Exercise requirements
Reproduce the lines of the records verbatim, beginning with the line that contains "Expected behaviour: when the embroidered" and ending with the line that contains "[276, 135, 316, 173]", with both of those lines included.

Data
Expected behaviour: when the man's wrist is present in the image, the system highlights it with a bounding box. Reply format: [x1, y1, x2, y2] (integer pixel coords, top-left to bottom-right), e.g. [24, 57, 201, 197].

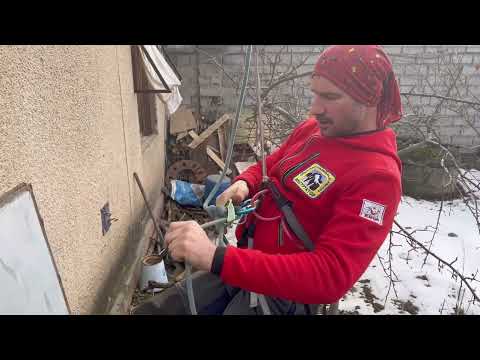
[210, 246, 227, 276]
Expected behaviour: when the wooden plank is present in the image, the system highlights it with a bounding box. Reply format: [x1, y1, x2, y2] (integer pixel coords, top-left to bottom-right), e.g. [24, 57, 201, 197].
[218, 126, 225, 160]
[188, 130, 200, 140]
[170, 109, 197, 135]
[188, 114, 230, 149]
[207, 146, 232, 175]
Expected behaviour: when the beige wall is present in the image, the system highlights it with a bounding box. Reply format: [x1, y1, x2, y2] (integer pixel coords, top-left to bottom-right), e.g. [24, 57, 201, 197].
[0, 45, 165, 314]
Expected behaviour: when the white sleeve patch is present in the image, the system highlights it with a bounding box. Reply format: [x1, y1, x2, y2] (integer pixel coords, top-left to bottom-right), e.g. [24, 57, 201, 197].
[360, 199, 385, 225]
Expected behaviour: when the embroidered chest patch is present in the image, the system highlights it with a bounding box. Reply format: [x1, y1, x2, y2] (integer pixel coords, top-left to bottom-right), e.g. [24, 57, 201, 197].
[293, 164, 335, 199]
[360, 199, 385, 225]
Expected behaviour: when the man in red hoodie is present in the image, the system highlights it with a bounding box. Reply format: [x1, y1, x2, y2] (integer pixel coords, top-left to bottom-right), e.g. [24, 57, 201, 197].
[134, 45, 402, 314]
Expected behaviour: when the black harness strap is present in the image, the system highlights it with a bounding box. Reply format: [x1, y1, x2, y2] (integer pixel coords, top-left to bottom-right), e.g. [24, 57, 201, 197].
[265, 181, 315, 251]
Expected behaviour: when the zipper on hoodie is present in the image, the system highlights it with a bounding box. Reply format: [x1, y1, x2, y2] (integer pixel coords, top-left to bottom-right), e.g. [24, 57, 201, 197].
[277, 221, 283, 247]
[282, 152, 320, 185]
[276, 135, 316, 173]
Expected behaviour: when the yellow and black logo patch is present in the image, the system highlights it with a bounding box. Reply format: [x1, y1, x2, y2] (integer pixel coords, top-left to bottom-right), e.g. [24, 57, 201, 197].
[293, 164, 335, 199]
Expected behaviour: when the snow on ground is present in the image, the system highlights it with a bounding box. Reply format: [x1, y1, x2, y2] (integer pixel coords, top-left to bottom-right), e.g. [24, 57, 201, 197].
[340, 171, 480, 315]
[227, 171, 480, 315]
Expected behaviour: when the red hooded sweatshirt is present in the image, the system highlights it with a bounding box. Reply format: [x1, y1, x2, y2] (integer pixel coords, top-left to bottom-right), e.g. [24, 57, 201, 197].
[216, 118, 402, 304]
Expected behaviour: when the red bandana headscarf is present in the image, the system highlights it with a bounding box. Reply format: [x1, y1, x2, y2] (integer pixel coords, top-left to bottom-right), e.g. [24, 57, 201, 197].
[314, 45, 402, 128]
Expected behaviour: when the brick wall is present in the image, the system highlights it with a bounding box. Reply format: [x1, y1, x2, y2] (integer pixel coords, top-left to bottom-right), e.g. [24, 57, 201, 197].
[167, 45, 480, 147]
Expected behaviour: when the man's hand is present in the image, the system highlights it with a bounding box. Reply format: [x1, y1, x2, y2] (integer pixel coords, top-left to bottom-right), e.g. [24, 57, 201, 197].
[165, 221, 217, 271]
[216, 180, 249, 206]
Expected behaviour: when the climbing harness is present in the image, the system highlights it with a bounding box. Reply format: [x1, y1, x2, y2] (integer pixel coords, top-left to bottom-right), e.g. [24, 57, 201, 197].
[182, 45, 313, 315]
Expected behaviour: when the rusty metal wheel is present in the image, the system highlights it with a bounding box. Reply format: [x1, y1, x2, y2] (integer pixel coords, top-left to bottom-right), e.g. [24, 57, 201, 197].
[167, 160, 207, 184]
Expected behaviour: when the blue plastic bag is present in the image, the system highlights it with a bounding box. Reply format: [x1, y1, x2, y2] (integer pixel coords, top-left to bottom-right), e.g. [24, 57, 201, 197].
[170, 180, 205, 207]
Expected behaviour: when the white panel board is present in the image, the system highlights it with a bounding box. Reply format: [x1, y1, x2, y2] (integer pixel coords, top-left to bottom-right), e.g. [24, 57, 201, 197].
[0, 185, 69, 314]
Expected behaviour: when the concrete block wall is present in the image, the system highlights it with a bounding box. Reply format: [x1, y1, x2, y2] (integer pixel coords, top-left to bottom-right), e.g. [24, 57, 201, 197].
[167, 45, 480, 147]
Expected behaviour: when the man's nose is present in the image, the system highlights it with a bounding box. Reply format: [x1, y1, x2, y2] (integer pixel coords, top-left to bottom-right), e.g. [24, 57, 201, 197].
[310, 98, 325, 115]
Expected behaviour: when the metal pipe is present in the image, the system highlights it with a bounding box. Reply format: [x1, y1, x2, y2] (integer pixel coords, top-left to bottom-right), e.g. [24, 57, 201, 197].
[133, 172, 165, 251]
[255, 45, 268, 182]
[203, 45, 253, 210]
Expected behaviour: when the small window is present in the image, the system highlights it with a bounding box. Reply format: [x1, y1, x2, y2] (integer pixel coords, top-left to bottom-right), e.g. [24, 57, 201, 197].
[131, 45, 182, 136]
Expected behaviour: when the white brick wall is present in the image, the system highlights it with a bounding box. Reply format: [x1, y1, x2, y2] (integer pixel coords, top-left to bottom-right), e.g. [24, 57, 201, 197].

The response
Expected behaviour: when the embroidered chest patch is present in the image, the system highlights it with a bounding box. Reply format: [x1, y1, x2, y2] (integer pixel coords, top-left to bottom-right), e.g. [24, 57, 201, 197].
[293, 164, 335, 199]
[360, 199, 385, 225]
Expected behaviour: when the man in red hoodie is present in the image, the system highlights it with a bounding box. Reply format: [x1, y1, x2, y2] (integer pixel coords, top-left to bottom-right), e.g. [24, 57, 201, 197].
[134, 45, 402, 314]
Expected behaviour: when the black harness strap is present in the image, the system highlights it with a bounding box. Reply format: [x1, y1, x2, y2] (integer pixel coords, top-left to bottom-right), e.g. [24, 57, 201, 197].
[265, 181, 315, 251]
Expected behaviour: when the zipper on hoodie is present in the image, the system highlights it with a bounding box. Reply format: [x1, y1, x2, y2] (integer pixel coords, top-left to bottom-right), e.g. [24, 57, 201, 197].
[277, 221, 283, 247]
[282, 152, 320, 185]
[276, 135, 316, 173]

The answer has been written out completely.